Source data

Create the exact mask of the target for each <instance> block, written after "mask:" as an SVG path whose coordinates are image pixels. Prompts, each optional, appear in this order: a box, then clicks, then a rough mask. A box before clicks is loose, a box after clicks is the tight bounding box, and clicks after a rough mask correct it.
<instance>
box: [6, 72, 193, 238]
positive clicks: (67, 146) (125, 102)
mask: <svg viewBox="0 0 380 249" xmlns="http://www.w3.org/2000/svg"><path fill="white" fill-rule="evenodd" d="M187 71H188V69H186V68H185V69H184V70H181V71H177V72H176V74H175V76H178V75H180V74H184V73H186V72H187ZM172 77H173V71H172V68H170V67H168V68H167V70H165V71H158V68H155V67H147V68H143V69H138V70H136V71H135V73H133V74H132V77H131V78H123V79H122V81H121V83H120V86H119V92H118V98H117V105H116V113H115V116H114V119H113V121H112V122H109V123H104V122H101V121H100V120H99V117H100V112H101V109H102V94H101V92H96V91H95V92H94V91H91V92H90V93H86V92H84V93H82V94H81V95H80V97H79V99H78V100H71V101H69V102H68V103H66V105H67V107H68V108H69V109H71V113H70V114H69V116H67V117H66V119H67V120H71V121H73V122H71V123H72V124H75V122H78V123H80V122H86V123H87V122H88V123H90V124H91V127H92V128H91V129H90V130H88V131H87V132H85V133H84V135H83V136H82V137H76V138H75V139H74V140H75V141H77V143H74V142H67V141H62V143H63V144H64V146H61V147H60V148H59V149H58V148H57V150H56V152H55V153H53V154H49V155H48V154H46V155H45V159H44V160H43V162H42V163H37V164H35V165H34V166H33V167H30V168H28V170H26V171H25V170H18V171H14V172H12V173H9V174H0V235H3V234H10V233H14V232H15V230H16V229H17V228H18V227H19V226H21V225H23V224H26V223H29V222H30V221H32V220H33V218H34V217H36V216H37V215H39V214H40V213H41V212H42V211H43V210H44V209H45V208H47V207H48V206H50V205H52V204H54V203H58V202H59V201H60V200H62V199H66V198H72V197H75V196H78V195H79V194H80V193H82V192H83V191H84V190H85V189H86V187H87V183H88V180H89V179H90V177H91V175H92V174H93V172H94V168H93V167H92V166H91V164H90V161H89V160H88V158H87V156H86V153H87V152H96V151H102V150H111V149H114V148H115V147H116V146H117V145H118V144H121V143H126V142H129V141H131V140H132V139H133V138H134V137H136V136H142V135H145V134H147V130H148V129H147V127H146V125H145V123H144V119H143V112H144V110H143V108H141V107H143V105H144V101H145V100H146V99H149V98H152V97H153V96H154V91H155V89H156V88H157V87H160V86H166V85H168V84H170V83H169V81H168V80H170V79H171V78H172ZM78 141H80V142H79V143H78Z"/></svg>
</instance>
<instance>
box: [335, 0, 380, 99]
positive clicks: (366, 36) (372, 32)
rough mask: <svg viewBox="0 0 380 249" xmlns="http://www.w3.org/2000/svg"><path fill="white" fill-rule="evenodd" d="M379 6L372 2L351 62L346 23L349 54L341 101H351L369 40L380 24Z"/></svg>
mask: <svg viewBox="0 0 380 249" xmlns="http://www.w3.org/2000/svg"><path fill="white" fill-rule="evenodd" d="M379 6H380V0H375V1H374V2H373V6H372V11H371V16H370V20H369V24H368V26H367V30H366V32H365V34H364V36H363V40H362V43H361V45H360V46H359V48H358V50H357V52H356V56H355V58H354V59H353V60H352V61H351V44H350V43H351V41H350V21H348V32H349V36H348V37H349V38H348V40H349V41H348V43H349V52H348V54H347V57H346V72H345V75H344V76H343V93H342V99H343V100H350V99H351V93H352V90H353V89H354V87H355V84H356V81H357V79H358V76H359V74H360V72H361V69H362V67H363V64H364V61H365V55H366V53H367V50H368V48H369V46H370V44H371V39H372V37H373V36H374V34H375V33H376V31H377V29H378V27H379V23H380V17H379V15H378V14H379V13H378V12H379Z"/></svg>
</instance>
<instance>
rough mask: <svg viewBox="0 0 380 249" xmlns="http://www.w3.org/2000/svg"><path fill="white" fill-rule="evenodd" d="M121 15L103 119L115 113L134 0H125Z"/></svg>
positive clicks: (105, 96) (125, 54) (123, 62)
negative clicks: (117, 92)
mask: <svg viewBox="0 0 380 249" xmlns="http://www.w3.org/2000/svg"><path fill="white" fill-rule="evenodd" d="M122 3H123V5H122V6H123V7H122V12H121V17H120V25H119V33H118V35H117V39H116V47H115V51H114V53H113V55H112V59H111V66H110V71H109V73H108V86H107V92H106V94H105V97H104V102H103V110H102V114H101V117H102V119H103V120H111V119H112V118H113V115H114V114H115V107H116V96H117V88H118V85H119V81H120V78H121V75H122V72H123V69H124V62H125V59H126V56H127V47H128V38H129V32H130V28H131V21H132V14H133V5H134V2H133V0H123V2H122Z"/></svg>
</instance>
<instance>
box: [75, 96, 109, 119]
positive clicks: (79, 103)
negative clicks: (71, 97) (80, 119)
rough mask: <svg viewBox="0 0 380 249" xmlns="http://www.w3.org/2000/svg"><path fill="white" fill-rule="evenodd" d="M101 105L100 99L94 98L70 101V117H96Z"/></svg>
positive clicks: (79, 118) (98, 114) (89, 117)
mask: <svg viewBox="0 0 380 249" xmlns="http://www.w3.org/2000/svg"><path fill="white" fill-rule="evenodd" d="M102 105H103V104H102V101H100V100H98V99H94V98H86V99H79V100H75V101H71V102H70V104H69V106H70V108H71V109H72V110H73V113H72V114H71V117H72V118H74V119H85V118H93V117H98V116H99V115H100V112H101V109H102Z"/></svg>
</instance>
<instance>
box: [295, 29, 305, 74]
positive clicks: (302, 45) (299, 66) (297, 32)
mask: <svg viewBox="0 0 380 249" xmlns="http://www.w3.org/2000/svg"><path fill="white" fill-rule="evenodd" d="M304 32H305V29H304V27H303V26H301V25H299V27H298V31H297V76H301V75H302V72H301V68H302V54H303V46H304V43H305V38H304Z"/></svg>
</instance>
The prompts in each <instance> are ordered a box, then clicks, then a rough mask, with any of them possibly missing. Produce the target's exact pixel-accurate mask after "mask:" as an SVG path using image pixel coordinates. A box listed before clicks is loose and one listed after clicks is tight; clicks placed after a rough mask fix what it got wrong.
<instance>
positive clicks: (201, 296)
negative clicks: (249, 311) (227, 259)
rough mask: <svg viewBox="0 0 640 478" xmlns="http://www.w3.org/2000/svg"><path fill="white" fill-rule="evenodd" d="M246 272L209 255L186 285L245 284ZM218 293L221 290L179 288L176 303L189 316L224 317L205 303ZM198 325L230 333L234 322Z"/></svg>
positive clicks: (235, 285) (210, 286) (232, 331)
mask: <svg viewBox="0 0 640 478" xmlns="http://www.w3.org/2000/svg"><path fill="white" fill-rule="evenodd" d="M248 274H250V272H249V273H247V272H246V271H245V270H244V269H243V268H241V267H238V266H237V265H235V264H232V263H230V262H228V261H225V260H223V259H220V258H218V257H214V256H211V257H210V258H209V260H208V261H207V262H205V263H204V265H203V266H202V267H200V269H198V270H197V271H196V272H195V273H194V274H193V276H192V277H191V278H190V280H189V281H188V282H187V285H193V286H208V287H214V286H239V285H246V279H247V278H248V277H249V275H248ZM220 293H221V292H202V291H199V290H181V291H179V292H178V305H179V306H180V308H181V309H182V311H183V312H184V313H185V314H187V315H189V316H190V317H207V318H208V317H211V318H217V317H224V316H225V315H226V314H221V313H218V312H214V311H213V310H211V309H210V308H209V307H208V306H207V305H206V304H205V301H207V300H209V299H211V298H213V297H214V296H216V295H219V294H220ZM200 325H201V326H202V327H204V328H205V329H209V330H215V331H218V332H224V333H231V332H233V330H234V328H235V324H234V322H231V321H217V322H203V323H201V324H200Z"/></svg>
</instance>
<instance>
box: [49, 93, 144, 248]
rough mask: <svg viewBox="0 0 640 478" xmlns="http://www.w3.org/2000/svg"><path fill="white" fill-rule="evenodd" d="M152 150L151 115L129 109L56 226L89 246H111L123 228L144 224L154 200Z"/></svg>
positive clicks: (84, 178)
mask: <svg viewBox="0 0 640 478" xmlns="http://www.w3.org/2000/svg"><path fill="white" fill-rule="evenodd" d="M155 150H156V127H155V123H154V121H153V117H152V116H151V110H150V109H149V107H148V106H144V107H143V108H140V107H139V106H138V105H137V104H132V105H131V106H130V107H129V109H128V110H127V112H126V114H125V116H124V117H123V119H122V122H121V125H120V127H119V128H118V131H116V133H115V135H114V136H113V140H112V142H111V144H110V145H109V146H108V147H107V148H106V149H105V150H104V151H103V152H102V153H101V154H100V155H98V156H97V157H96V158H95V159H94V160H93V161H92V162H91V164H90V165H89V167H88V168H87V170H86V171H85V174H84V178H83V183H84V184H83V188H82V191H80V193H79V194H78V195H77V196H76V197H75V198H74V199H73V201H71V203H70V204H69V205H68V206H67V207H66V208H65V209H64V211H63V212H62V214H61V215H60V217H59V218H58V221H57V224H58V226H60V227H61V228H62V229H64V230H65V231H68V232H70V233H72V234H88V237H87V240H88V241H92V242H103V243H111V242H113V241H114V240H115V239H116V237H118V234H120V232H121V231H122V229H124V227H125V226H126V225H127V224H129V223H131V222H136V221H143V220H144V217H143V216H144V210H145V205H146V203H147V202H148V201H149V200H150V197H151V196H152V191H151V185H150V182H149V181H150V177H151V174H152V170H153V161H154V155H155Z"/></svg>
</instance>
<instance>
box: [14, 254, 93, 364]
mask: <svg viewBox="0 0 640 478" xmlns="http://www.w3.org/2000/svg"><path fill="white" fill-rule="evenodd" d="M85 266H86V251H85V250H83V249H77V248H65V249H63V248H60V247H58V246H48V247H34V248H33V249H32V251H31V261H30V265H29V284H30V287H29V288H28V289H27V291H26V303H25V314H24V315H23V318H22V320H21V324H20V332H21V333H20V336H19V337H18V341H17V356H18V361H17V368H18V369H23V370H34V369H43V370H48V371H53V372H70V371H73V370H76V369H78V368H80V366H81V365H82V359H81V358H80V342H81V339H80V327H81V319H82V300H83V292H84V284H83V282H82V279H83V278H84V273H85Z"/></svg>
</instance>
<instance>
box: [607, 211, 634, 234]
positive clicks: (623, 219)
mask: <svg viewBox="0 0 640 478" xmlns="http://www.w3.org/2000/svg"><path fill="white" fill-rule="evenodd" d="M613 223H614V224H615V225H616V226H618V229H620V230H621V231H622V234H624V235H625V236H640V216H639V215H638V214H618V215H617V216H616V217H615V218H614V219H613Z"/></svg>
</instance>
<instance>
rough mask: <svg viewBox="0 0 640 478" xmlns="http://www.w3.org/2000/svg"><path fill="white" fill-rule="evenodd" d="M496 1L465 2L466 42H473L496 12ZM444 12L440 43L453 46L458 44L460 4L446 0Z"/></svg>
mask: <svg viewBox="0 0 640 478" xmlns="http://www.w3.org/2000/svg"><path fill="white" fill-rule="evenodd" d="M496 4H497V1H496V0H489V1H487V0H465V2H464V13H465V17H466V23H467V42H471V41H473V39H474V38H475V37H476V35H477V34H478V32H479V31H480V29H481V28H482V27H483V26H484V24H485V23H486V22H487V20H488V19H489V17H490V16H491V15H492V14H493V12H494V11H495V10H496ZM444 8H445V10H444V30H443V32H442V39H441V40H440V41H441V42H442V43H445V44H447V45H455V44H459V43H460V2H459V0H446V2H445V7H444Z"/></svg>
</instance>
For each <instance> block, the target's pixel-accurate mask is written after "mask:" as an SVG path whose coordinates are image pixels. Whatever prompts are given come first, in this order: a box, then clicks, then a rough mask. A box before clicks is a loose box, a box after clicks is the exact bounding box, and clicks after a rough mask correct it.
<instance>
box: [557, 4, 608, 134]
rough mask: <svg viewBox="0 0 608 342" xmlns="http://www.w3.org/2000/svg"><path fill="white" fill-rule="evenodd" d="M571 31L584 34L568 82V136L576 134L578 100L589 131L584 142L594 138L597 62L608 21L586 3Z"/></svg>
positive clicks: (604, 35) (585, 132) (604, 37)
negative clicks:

Exercise goal:
Lines from the entries that contain the string "then" are what must be copied.

Answer section:
Create the exact mask of the target for each <instance> block, written after "mask:" as an SVG path whose coordinates are image pixels. Prompts, each optional, appear in this order: a box, then clicks, then a rough mask. A box before clicks is loose, a box after clicks is the tight bounding box, and clicks after a rough mask correct it.
The prompts in each <instance> are ordered a box, then clicks, then a rough mask, with any of them possibly missing. Produce the target's exact pixel-accurate mask after "mask:" as an SVG path using image pixel coordinates. A box listed before clicks is loose and one listed after clicks is tight; clicks placed after a rough mask fix what it got wrong.
For each <instance> block, the target's pixel-accurate mask is written after "mask:" as an SVG path whose coordinates are image pixels. Whatever prompts are given come first, in this order: a box, then clicks, then a rough mask. A box before clicks is a loose box, a box after clicks is the exact bounding box, and clicks after a rough mask correct it.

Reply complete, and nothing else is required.